## The problem
Could you show all lines in the entries below that contain the string "truck"?

## Supplied records

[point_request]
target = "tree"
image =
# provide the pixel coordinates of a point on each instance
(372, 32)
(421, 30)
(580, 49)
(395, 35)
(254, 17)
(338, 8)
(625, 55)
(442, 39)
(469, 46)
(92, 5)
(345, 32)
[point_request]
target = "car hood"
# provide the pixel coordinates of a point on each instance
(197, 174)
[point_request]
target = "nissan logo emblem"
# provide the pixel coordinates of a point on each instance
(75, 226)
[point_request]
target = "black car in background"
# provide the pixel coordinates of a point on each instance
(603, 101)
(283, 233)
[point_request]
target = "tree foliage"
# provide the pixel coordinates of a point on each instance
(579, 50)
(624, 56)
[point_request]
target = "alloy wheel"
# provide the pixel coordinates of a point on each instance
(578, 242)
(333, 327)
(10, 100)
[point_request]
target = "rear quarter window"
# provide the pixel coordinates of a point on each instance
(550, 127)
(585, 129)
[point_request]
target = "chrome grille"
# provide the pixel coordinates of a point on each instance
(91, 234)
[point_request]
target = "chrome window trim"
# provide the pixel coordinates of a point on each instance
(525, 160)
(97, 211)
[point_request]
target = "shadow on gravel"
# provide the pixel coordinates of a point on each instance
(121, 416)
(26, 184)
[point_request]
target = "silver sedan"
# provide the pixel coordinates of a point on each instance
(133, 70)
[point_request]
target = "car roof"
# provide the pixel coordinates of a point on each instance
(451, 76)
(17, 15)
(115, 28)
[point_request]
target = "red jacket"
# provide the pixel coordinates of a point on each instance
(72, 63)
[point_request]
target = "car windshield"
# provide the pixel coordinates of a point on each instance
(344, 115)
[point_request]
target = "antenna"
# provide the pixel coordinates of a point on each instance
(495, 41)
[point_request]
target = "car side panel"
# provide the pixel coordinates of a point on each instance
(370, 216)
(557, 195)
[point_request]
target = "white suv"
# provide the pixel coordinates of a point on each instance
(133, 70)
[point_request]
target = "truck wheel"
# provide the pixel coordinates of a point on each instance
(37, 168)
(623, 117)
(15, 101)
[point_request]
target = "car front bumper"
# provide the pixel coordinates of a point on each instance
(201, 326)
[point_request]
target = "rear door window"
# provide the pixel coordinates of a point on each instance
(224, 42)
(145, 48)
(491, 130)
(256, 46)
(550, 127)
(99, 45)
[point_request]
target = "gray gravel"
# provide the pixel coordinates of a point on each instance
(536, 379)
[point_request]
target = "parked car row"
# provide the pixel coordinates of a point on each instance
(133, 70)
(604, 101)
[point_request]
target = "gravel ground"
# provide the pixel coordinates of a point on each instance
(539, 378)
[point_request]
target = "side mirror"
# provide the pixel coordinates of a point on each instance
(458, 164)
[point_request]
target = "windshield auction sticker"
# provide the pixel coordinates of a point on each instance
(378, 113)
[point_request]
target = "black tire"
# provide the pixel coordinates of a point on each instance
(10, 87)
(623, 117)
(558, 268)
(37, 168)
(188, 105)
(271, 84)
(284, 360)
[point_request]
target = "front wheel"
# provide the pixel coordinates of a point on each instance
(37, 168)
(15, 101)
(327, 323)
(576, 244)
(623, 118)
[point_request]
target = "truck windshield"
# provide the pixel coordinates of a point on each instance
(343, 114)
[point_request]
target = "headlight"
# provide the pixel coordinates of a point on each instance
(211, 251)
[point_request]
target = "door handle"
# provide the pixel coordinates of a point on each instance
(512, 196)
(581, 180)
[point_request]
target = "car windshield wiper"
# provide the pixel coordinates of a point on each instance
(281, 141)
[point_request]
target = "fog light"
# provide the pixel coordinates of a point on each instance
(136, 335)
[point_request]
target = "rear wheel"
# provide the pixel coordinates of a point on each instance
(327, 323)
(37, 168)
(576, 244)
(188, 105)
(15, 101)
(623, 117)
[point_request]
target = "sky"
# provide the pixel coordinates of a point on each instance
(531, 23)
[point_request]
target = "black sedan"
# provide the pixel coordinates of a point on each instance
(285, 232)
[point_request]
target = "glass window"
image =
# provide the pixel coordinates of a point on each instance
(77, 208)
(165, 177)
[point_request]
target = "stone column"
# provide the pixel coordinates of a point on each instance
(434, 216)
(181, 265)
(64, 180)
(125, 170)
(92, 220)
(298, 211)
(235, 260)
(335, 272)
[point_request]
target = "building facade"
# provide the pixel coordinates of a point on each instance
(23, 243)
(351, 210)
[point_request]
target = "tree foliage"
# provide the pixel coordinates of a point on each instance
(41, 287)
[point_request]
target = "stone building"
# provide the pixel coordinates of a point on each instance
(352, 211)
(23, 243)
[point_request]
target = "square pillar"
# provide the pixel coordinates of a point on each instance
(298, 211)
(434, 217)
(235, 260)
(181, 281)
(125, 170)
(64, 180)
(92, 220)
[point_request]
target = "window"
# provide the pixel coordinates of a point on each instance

## Problem solution
target = "truck wheel"
target = "truck windshield"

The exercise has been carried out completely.